Problem description.
Format the lines from the first line of the rows through the line containing "249L954 261L915 299L854", inclusive, as a JSON list of strings with one string per line, omitting blank lines.

Supplied data.
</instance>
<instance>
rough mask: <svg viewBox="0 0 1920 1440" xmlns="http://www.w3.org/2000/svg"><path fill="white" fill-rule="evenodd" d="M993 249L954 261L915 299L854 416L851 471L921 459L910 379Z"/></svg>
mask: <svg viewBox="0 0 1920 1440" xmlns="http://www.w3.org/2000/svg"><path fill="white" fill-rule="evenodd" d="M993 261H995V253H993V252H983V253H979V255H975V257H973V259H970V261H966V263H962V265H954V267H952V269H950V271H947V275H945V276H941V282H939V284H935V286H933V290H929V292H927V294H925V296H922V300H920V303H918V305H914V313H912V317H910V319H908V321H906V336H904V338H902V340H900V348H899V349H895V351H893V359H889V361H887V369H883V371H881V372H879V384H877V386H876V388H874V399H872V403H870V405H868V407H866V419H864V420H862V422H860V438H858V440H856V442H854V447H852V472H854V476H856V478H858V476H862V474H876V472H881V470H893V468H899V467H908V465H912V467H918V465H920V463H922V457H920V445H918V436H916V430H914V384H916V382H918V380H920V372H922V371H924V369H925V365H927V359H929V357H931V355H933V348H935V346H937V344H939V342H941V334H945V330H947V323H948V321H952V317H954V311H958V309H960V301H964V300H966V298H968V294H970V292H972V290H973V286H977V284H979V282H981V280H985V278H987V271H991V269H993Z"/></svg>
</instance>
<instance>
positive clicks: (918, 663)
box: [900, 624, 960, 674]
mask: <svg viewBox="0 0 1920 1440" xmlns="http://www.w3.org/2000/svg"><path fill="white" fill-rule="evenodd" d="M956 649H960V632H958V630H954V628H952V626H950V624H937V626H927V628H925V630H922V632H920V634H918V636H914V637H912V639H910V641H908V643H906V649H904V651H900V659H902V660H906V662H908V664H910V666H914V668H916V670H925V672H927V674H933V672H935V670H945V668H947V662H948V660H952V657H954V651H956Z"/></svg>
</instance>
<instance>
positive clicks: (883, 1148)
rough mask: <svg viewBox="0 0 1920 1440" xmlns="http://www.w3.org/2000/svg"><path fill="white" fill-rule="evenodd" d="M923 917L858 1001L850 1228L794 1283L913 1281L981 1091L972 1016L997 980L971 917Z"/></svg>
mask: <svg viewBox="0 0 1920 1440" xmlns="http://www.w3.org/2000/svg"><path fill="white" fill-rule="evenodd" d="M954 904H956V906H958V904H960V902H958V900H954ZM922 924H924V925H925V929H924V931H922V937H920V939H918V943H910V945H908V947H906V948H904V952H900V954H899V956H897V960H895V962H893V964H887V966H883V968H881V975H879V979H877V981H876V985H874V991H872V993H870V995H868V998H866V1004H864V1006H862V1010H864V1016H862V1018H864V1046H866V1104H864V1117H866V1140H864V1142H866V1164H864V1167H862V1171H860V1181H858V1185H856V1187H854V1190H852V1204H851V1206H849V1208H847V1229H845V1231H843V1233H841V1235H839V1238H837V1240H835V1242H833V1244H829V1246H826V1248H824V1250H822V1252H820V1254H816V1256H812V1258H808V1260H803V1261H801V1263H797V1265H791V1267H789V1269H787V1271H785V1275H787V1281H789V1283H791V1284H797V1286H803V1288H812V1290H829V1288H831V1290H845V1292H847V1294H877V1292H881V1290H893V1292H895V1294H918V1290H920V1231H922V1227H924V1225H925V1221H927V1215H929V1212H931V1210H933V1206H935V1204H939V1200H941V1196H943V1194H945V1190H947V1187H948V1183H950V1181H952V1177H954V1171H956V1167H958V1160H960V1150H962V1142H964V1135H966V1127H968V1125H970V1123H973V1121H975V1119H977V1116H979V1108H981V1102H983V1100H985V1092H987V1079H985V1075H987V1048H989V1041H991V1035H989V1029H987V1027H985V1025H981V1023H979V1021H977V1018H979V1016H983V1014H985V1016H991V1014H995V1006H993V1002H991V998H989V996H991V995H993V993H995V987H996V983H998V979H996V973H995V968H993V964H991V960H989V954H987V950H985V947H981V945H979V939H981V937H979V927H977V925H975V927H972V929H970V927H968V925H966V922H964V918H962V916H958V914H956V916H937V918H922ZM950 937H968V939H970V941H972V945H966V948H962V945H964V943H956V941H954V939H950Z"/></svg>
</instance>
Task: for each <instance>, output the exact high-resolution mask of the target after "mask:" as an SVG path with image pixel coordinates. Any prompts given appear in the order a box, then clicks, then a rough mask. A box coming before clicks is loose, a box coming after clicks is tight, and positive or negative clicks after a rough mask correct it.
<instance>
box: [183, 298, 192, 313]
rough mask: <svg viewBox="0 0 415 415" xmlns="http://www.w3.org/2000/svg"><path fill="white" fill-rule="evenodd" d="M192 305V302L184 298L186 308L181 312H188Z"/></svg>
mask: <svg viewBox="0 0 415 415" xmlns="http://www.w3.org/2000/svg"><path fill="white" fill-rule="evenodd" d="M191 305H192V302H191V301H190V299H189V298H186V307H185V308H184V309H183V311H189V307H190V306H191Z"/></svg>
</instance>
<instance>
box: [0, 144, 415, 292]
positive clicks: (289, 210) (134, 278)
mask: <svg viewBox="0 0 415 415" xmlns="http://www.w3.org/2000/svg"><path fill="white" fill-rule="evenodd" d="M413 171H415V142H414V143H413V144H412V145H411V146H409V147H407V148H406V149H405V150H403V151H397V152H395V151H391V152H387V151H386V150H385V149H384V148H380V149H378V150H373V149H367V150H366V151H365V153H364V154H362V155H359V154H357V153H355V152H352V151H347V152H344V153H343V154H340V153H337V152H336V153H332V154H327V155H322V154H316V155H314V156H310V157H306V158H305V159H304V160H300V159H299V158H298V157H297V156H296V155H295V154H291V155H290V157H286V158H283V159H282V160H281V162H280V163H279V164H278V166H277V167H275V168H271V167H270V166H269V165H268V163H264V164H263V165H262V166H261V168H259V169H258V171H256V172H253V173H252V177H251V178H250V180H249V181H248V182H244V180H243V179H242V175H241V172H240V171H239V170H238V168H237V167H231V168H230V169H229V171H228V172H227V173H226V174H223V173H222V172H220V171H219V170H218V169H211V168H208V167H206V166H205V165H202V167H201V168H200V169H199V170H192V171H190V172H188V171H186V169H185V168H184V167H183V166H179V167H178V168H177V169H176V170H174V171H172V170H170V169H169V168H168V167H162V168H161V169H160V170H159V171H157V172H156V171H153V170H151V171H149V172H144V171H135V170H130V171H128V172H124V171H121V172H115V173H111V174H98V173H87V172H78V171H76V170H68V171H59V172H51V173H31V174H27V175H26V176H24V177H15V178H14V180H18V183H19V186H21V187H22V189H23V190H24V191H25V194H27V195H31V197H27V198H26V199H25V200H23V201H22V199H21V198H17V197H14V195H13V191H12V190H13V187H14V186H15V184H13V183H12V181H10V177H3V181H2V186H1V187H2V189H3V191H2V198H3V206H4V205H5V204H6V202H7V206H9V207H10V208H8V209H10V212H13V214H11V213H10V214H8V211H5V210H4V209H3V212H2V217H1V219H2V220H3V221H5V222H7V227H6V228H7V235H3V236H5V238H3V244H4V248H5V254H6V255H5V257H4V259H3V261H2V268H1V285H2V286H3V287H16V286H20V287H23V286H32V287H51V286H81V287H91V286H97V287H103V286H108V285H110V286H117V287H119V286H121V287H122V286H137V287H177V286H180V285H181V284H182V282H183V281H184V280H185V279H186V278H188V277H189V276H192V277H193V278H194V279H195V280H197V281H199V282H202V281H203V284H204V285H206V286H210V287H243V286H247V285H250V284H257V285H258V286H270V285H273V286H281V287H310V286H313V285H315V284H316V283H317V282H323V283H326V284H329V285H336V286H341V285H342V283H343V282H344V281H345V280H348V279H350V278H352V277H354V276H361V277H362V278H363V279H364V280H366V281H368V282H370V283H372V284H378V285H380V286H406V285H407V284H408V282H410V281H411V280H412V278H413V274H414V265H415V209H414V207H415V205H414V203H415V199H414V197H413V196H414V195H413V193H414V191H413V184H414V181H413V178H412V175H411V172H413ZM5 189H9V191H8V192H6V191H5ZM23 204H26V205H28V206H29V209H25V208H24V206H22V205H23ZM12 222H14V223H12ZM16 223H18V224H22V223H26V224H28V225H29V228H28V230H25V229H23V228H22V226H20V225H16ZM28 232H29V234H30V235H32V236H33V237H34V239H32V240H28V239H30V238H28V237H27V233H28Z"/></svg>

Solution for this task.
[
  "</instance>",
  "<instance>",
  "rough mask: <svg viewBox=\"0 0 1920 1440\" xmlns=\"http://www.w3.org/2000/svg\"><path fill=\"white\" fill-rule=\"evenodd\" d=\"M993 249L954 261L915 299L854 416L851 471L921 459L910 379Z\"/></svg>"
]